• **TASK GOAL**
Reproduce the passage of the next-word prediction text below from "- Implement batch" to "problems don't occur.", changing "LSTM" to "GRU".

• **SELECTION**
┌──

How to use :
Suppose we have two input files over which we wish to implement a next-word prediction algorithm. Arrange the files as given in the repository and run the commands as shown in howto.txt. Note that we can have any arbitary number of files.
Enter input text
-----------------------------------------------------------
Enter input string : lorem ipsum
+-----------+-------------+
| Next word | Probability |
+-----------+-------------+
| dolor | 0.64693826 |
+-----------+-------------+
-----------------------------------------------------------
Enter input string : --exit
(edm)bash-3.2$
- Given a set of text files, develop and implement an ML algorithm which works as a predictive keyboard. Given a series of words, predict the next word based on the input text files.
- Implement a reliable accuracy testing metric which can be used to evaluate and optimise the performance of the algorithm and can also be used as a benchmark while marketing the application to consumers.
- Implement batch processing which ensures that irrespective of the combined size of input files, the computer memory is able to process the data without facing a memory overload.
- We use an LSTM based Recurrent Neural Network for tackling this problem.
- We use N-Gram accuracy as a metric for testing.
- We use data generators provided by the Keras library for ensuring memory problems don't occur.

└──

• **GIVEN INFORMATION**
┌──

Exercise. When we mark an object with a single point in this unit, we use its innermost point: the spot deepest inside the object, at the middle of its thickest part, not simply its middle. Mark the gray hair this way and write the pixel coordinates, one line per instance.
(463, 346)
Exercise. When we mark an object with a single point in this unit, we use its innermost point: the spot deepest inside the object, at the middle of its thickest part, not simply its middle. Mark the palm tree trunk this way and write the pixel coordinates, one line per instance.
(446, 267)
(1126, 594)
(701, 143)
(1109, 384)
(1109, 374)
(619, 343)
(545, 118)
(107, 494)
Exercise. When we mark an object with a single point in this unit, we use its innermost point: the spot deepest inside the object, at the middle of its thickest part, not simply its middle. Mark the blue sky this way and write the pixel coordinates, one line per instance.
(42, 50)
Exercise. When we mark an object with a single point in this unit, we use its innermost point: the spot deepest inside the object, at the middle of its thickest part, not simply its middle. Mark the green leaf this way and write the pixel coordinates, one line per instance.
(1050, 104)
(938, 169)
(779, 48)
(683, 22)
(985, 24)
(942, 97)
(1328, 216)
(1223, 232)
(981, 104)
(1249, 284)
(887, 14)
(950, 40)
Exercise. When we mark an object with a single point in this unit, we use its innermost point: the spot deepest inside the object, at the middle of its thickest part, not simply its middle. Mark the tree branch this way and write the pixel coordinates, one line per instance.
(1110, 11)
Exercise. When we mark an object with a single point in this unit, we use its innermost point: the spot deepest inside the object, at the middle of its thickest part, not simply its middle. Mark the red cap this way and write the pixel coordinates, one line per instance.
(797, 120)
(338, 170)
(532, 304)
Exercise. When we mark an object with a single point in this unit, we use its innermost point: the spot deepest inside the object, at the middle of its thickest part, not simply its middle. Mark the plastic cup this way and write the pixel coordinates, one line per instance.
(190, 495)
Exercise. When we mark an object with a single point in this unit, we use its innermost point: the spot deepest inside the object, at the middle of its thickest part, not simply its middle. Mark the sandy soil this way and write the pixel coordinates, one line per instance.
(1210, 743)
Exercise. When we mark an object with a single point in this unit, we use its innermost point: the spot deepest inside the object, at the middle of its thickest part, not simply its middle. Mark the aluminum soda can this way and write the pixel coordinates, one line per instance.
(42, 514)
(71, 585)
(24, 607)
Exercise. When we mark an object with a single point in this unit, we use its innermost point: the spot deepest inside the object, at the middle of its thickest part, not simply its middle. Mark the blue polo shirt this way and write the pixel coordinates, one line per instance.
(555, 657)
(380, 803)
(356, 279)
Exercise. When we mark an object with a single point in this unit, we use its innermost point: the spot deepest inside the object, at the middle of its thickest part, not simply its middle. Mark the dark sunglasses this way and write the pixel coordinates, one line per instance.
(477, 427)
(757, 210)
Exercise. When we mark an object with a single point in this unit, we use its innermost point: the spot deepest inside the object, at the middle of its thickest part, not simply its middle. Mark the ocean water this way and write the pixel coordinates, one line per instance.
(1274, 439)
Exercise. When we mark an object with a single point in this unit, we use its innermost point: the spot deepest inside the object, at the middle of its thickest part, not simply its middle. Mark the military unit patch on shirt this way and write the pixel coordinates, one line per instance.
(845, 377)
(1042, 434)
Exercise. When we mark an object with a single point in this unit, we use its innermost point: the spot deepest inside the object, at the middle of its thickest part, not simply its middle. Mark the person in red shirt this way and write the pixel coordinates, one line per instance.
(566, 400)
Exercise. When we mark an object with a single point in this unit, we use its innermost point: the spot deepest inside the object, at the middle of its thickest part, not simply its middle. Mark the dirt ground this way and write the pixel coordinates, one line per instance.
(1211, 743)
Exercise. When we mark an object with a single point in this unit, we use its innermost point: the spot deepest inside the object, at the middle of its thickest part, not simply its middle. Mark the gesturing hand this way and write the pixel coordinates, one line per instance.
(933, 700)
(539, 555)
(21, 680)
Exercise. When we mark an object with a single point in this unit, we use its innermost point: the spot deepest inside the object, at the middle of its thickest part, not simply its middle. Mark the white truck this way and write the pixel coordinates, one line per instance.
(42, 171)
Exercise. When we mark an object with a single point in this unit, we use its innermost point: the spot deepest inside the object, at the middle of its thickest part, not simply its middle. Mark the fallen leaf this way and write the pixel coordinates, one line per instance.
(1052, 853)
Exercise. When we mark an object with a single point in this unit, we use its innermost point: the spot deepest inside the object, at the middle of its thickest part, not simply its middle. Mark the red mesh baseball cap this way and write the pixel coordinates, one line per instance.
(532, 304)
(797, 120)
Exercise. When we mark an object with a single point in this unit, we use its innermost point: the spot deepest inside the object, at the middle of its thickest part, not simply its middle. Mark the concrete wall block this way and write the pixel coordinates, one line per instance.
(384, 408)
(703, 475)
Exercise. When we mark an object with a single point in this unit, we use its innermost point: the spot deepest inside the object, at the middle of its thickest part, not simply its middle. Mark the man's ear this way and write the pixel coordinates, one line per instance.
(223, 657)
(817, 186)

└──

• **RESULT**
- Implement batch processing which ensures that irrespective of the combined size of input files, the computer memory is able to process the data without facing a memory overload.
- We use an GRU based Recurrent Neural Network for tackling this problem.
- We use N-Gram accuracy as a metric for testing.
- We use data generators provided by the Keras library for ensuring memory problems don't occur.